OPFERSCHUTZ

Das Opferrechtsreformgesetz wird bald in Kraft treten. Es soll die Position des Verletzten im Strafverfahren deutlich verbessern. Schwerpunkte des Gesetzes sind die Verhinderung mehrfacher Opfer-Vernehmungen, die Erleichterung von Audio/Video-Verhören sowie die Möglichkeit zur kostenfreien Beiordnung von Rechtsanwälten bei Opfern, die als Nebenkläger im Verfahren auftreten. Das Bundesjustizministerium veröffentlicht eine Zusammenfassung.

(link gefunden bei Vertretbar.de)

GELDSEGEN

In Amerika könnte das höchste Anwaltshonorar anfallen, das je in einem wettbewerbsrechtlichen Prozess geltend gemacht wurde. Die Anwälte, welche eine Verbraucherklage gegen Microsoft gewonnen haben, wollen 258 Millionen Dollar. Sie berechnen Stundensätze bis zu 3.000 Dollar, so dieser Bericht. Die siegreichen Kunden bekommen Einkaufsgutscheine von 5 bis 29 Dollar.

▶ **Datenauszüge**:

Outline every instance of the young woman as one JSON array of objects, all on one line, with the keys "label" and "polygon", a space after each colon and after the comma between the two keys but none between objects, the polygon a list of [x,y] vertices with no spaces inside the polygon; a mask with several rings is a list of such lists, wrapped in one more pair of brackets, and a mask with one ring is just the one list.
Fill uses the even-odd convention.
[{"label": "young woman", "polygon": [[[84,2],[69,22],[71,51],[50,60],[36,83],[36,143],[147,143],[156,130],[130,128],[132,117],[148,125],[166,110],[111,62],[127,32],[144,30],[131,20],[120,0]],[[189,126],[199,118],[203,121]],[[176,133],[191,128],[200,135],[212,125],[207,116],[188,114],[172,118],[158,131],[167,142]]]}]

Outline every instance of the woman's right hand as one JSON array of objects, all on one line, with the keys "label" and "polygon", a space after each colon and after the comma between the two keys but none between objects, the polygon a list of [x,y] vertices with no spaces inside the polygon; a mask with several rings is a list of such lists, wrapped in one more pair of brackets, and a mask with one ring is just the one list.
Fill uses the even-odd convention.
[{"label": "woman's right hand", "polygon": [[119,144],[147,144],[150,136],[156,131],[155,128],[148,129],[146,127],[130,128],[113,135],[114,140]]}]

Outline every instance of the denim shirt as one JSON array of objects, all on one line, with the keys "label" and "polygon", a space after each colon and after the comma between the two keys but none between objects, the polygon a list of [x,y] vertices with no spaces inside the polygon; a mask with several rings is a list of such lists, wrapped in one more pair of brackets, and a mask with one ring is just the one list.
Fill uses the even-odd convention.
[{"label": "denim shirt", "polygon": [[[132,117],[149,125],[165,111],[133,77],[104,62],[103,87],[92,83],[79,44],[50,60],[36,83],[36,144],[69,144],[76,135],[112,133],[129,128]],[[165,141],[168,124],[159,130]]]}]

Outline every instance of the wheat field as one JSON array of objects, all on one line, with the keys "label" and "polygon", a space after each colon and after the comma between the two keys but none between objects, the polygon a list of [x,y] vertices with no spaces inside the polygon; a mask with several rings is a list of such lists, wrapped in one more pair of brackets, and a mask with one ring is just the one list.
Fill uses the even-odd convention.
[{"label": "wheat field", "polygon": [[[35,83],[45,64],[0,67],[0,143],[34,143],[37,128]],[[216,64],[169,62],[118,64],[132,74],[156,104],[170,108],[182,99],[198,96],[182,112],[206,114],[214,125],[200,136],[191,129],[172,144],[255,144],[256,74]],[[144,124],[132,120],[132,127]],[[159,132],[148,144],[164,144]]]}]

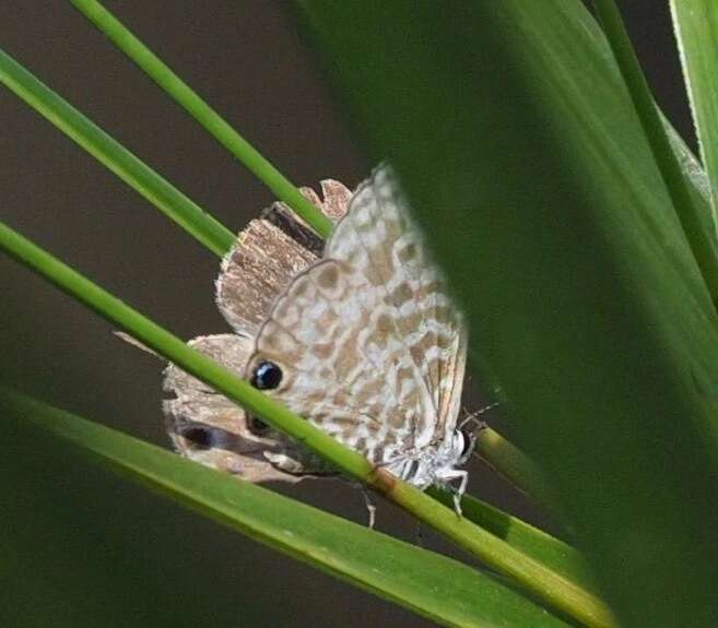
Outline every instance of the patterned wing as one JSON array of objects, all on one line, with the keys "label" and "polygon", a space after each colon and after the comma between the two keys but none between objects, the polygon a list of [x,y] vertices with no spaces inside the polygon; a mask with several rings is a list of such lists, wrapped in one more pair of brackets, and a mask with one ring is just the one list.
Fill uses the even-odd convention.
[{"label": "patterned wing", "polygon": [[[360,186],[326,259],[278,299],[248,364],[256,386],[385,463],[454,430],[466,352],[405,212],[388,168]],[[279,381],[263,381],[268,365]]]},{"label": "patterned wing", "polygon": [[[235,334],[200,336],[189,345],[235,372],[244,372],[254,341]],[[249,482],[295,483],[328,472],[323,462],[283,434],[175,365],[165,369],[163,404],[167,434],[186,458]]]}]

▶ **Deine Aufgabe**: Kopiere aus dem Lesetext wortgetreu die Passage, die mit den Worten „Das Opferrechtsreformgesetz wird“ beginnt und mit „bis 29 Dollar.“ schließt.

▶ **Vollständige Antwort**:
Das Opferrechtsreformgesetz wird bald in Kraft treten. Es soll die Position des Verletzten im Strafverfahren deutlich verbessern. Schwerpunkte des Gesetzes sind die Verhinderung mehrfacher Opfer-Vernehmungen, die Erleichterung von Audio/Video-Verhören sowie die Möglichkeit zur kostenfreien Beiordnung von Rechtsanwälten bei Opfern, die als Nebenkläger im Verfahren auftreten. Das Bundesjustizministerium veröffentlicht eine Zusammenfassung.

(link gefunden bei Vertretbar.de)

GELDSEGEN

In Amerika könnte das höchste Anwaltshonorar anfallen, das je in einem wettbewerbsrechtlichen Prozess geltend gemacht wurde. Die Anwälte, welche eine Verbraucherklage gegen Microsoft gewonnen haben, wollen 258 Millionen Dollar. Sie berechnen Stundensätze bis zu 3.000 Dollar, so dieser Bericht. Die siegreichen Kunden bekommen Einkaufsgutscheine von 5 bis 29 Dollar.